>> begin Given records
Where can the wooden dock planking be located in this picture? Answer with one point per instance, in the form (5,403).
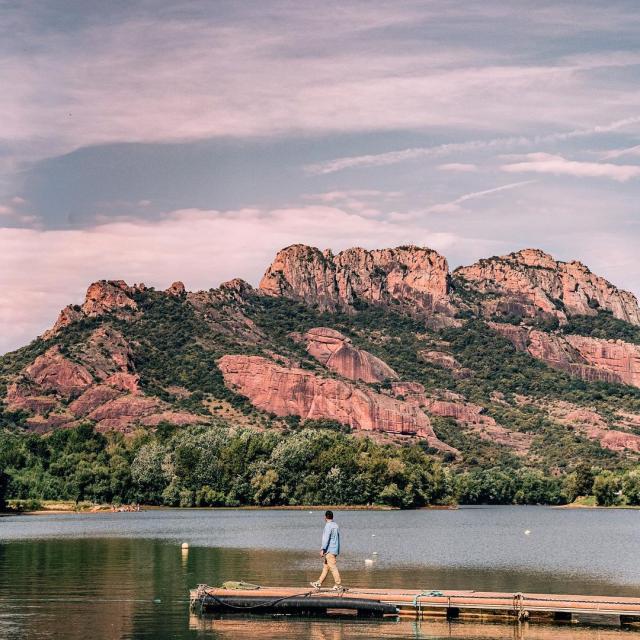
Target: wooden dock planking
(469,604)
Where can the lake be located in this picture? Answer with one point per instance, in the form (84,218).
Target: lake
(124,575)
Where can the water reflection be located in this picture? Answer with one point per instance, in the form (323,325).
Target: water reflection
(270,629)
(132,582)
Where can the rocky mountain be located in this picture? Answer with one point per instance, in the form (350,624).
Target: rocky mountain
(519,360)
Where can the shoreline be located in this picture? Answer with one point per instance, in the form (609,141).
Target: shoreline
(102,509)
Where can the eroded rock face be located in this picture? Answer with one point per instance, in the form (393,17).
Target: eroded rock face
(99,382)
(53,372)
(591,425)
(621,359)
(176,289)
(592,359)
(412,276)
(446,360)
(336,352)
(467,414)
(290,391)
(531,283)
(104,296)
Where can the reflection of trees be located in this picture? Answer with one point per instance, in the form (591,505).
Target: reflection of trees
(235,628)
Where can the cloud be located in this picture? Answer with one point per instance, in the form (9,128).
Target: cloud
(402,155)
(43,270)
(557,165)
(459,167)
(618,153)
(454,205)
(189,72)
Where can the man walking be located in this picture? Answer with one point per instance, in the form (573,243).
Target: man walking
(329,552)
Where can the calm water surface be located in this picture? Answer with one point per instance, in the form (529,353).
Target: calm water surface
(111,576)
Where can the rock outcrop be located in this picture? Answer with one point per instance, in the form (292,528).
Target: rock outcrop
(95,382)
(104,296)
(591,425)
(447,361)
(411,276)
(176,289)
(468,415)
(592,359)
(290,391)
(336,352)
(107,296)
(530,283)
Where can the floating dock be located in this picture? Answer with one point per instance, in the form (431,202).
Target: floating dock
(417,604)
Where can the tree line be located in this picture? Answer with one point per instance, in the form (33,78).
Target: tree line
(216,465)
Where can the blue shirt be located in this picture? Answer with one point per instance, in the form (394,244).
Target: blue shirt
(331,538)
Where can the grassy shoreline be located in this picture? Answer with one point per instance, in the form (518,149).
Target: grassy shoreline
(53,507)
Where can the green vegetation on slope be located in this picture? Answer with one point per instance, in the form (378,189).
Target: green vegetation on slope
(174,345)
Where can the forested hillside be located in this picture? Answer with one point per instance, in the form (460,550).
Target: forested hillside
(360,378)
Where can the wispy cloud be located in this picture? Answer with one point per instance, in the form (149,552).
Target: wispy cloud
(458,167)
(402,155)
(619,153)
(454,205)
(557,165)
(220,245)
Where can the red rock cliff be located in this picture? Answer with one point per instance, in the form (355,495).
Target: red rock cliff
(408,275)
(290,391)
(591,359)
(531,281)
(336,352)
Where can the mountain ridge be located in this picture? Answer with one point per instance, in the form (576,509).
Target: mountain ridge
(520,361)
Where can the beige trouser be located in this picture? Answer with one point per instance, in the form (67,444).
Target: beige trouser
(330,565)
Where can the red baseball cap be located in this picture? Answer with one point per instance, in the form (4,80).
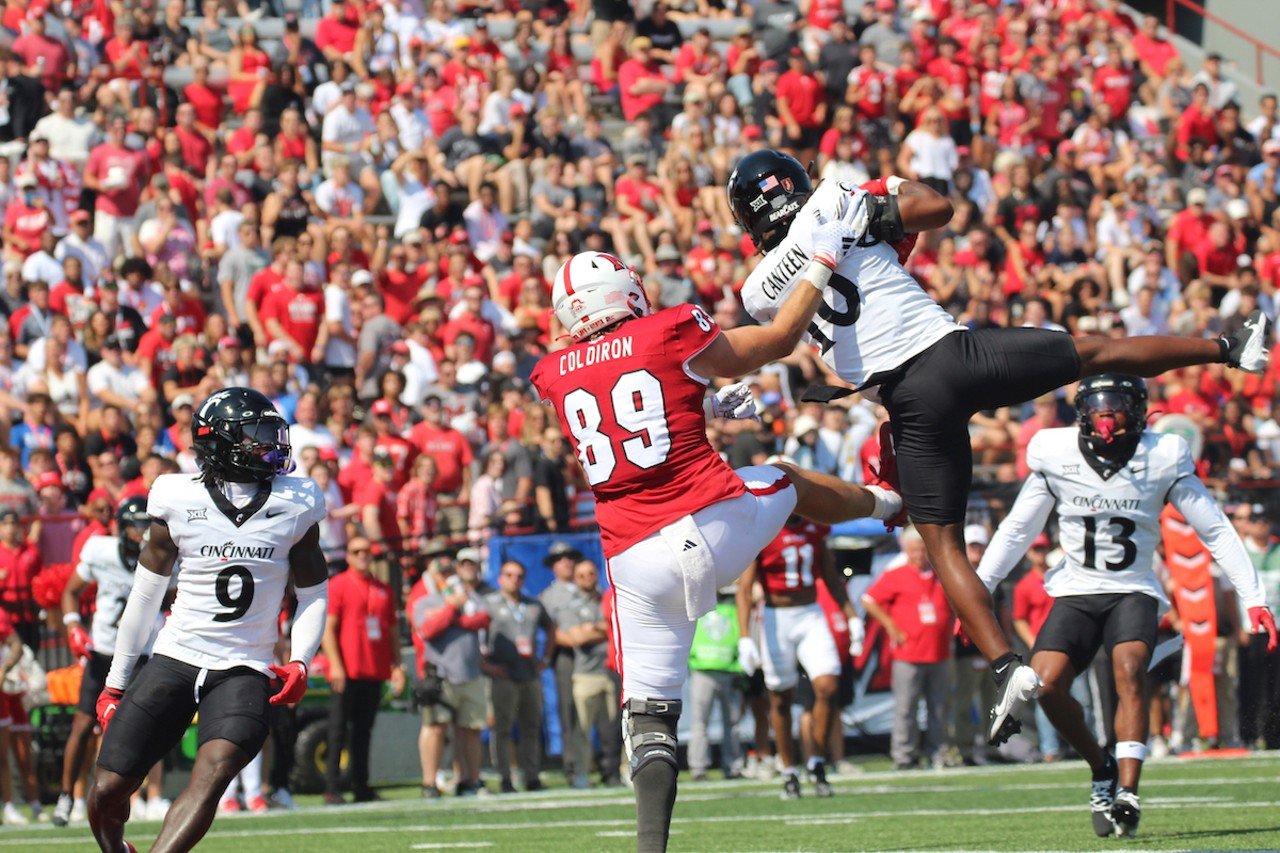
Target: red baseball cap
(49,478)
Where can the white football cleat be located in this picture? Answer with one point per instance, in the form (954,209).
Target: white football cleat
(1020,687)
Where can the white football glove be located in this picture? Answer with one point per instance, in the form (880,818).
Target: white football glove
(732,402)
(748,656)
(833,238)
(856,637)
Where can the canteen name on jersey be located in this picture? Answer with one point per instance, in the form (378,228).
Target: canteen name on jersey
(1098,502)
(789,267)
(232,551)
(598,352)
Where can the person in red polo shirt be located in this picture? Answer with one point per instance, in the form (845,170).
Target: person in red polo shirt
(641,85)
(453,457)
(361,642)
(801,106)
(909,602)
(1031,609)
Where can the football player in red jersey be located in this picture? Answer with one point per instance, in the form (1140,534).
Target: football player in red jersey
(795,632)
(676,521)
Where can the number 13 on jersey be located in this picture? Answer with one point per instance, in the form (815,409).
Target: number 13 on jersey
(641,434)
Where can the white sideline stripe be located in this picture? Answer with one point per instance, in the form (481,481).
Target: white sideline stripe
(604,824)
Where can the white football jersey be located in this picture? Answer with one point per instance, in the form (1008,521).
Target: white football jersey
(234,566)
(874,315)
(1110,528)
(101,564)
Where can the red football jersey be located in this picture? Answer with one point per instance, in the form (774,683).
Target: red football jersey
(634,415)
(790,562)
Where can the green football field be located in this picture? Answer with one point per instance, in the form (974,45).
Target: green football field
(1215,804)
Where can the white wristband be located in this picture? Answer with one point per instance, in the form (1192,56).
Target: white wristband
(818,274)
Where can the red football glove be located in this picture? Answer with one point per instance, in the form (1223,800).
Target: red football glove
(108,703)
(293,675)
(78,641)
(1261,617)
(886,474)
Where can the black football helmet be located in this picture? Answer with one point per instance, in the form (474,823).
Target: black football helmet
(240,437)
(131,525)
(1111,411)
(766,191)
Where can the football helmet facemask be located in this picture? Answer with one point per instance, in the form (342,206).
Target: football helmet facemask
(1111,411)
(240,437)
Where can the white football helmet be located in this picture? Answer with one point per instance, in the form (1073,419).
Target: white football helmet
(593,290)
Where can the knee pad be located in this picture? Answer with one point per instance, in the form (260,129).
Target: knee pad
(649,731)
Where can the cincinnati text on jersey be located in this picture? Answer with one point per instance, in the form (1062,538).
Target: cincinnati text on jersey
(232,551)
(595,354)
(787,268)
(1098,502)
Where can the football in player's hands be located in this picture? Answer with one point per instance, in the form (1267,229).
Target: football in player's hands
(748,656)
(856,637)
(735,402)
(78,641)
(1260,620)
(293,683)
(832,238)
(108,703)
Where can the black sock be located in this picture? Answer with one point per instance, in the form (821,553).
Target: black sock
(1002,666)
(656,798)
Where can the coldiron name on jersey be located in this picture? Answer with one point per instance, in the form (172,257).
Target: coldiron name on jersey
(1098,502)
(789,265)
(232,551)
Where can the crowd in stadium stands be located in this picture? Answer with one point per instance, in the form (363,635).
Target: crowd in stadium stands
(357,208)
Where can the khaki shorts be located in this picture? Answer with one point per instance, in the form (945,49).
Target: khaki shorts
(465,705)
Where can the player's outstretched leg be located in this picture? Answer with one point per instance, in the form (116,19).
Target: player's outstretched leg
(109,810)
(830,500)
(188,819)
(1056,674)
(649,737)
(1152,355)
(1016,683)
(780,717)
(1129,664)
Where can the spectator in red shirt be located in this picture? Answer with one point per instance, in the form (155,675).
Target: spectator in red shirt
(361,641)
(801,106)
(402,452)
(117,174)
(641,85)
(19,561)
(42,56)
(453,457)
(913,609)
(295,314)
(467,319)
(336,32)
(376,501)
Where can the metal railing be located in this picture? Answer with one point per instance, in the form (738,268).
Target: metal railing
(1260,48)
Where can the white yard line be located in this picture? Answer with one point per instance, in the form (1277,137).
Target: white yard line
(615,824)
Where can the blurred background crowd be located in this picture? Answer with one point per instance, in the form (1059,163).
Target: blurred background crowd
(357,209)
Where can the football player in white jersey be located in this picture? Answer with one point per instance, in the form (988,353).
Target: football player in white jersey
(882,333)
(243,530)
(109,562)
(1109,480)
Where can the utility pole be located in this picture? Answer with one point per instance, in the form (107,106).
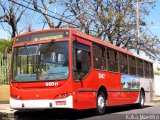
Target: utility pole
(138,2)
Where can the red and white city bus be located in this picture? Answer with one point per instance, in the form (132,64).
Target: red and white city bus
(64,68)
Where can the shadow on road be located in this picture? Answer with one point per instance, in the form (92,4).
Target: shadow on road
(66,113)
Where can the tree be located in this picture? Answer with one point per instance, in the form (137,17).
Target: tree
(44,10)
(4,43)
(11,14)
(113,21)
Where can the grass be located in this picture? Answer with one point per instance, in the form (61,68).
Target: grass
(4,93)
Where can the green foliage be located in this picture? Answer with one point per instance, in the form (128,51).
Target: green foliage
(3,44)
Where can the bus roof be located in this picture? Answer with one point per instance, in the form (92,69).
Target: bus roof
(90,38)
(107,44)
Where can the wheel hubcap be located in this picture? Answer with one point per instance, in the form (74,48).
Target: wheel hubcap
(101,102)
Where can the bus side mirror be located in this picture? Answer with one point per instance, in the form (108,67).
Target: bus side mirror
(5,53)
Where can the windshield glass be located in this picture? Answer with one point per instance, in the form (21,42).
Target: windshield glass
(47,61)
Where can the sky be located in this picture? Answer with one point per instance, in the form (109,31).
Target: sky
(152,21)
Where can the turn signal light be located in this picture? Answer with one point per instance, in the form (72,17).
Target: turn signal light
(64,95)
(16,97)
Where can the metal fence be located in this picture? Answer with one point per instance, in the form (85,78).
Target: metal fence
(4,69)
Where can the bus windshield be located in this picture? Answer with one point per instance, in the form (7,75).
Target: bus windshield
(47,61)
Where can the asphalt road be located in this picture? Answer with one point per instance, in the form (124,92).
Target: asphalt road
(113,113)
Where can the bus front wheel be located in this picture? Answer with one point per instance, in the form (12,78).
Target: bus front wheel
(141,100)
(101,103)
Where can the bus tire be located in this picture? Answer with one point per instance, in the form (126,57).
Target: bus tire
(100,103)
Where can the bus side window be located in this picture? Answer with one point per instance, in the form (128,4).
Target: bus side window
(151,70)
(132,65)
(81,61)
(146,69)
(123,62)
(112,60)
(99,57)
(140,67)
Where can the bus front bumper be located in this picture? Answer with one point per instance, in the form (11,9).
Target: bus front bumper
(42,104)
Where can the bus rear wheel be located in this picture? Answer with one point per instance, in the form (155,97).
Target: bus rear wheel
(100,103)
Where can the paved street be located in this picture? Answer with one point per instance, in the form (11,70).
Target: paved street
(150,112)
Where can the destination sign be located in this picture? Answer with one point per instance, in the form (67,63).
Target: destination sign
(42,36)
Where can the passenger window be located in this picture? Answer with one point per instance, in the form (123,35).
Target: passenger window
(146,69)
(99,57)
(132,65)
(123,63)
(81,60)
(112,60)
(151,70)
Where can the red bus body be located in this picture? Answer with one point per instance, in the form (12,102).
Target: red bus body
(76,94)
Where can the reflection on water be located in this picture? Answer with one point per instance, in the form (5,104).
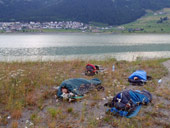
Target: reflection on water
(91,46)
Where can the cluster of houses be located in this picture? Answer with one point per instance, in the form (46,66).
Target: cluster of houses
(19,26)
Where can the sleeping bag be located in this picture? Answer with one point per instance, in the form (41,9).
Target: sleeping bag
(141,76)
(128,103)
(79,86)
(91,70)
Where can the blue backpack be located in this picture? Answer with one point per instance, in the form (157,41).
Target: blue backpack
(141,76)
(128,103)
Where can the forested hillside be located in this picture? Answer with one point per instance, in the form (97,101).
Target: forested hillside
(112,12)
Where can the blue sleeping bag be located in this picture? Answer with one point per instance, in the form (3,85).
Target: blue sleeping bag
(141,75)
(78,86)
(128,103)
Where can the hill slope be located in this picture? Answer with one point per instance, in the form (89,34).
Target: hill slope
(112,12)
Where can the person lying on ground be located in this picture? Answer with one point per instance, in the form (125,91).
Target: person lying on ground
(128,102)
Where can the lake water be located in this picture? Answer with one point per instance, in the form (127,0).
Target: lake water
(83,46)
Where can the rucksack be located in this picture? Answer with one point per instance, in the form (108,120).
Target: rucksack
(128,103)
(91,69)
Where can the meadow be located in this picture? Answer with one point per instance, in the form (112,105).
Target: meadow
(28,91)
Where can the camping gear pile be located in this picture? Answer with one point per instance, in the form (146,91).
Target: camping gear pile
(139,77)
(126,103)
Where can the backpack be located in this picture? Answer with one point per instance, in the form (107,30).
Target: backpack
(128,103)
(142,78)
(91,70)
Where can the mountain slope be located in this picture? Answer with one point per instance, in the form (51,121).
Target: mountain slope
(113,12)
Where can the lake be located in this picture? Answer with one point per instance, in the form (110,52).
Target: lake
(59,46)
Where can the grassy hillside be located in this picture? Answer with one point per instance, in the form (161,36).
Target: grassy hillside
(150,22)
(27,95)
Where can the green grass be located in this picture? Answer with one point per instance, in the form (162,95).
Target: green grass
(28,85)
(149,22)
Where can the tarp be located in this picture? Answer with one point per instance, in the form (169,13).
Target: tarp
(78,86)
(133,97)
(141,74)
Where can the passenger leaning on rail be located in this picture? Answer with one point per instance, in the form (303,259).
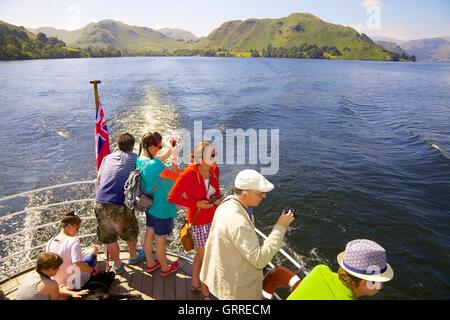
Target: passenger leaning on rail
(157,179)
(234,258)
(114,219)
(38,285)
(77,267)
(363,270)
(197,188)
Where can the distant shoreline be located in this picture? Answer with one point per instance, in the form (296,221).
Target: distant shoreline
(171,56)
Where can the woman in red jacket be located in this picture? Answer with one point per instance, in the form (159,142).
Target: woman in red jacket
(197,188)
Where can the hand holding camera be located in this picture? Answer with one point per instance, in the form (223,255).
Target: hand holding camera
(213,199)
(287,217)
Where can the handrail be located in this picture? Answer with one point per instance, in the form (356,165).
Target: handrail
(41,246)
(47,188)
(285,254)
(45,207)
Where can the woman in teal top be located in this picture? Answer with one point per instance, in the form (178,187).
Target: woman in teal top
(157,179)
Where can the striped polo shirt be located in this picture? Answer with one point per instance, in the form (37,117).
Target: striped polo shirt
(114,172)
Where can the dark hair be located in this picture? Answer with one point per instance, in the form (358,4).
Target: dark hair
(148,140)
(47,261)
(348,280)
(70,218)
(199,150)
(126,142)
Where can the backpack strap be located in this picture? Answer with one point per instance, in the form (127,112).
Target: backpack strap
(142,169)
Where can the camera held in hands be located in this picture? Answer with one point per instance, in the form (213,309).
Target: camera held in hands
(213,199)
(294,211)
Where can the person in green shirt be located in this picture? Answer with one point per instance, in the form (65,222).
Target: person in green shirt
(363,269)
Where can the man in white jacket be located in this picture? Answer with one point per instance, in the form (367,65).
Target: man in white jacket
(234,258)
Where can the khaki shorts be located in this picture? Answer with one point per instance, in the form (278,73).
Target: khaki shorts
(114,221)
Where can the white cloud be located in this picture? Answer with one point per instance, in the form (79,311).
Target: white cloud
(370,3)
(386,31)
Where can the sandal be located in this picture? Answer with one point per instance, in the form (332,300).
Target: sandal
(199,288)
(153,268)
(173,267)
(120,269)
(140,256)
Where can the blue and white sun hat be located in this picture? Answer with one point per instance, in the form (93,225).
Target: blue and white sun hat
(366,259)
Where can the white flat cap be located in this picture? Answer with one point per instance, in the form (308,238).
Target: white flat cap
(252,180)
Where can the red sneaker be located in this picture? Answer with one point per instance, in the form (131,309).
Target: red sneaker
(153,268)
(174,266)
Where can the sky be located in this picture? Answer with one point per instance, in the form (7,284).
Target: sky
(398,19)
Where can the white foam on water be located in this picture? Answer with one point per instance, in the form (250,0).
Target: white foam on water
(65,134)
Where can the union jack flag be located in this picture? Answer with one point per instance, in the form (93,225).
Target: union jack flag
(101,136)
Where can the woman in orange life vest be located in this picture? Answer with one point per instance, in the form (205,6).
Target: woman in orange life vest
(197,188)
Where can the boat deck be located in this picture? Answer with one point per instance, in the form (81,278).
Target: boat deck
(135,280)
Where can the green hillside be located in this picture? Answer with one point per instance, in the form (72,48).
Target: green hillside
(430,49)
(178,34)
(118,35)
(16,43)
(296,30)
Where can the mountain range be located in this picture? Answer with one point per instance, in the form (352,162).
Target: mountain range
(298,35)
(426,50)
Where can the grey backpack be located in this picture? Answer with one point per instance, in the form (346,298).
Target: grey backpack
(135,197)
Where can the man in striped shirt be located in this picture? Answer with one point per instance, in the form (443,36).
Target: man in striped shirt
(114,219)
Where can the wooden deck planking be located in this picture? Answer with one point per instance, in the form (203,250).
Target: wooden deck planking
(136,281)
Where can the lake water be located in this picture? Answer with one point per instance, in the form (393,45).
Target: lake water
(364,146)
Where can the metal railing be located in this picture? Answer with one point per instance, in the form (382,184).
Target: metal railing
(7,216)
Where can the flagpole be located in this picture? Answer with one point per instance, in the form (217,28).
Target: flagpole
(96,83)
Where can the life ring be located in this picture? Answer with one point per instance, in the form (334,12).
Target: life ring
(279,277)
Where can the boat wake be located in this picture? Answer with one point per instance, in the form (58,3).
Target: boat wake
(444,153)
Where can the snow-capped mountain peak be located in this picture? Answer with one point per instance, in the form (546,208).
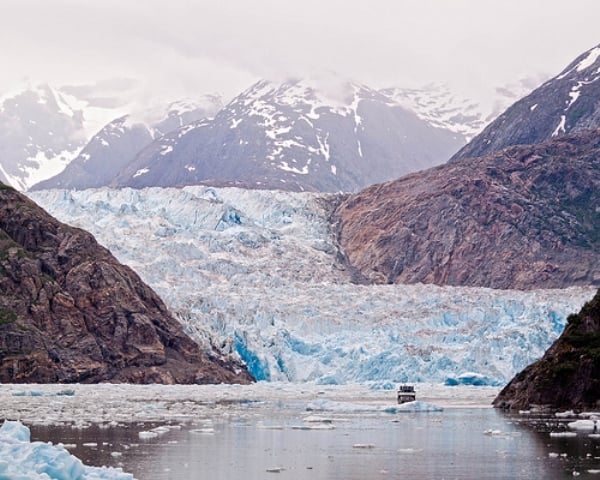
>> end Given records
- Problem statement: Copy out every line in the records above that contains the word "trouser".

- Response for this exercise:
Where can the beige trouser be located in this picture? Answer with one point per instance, in the form (67,444).
Target: beige trouser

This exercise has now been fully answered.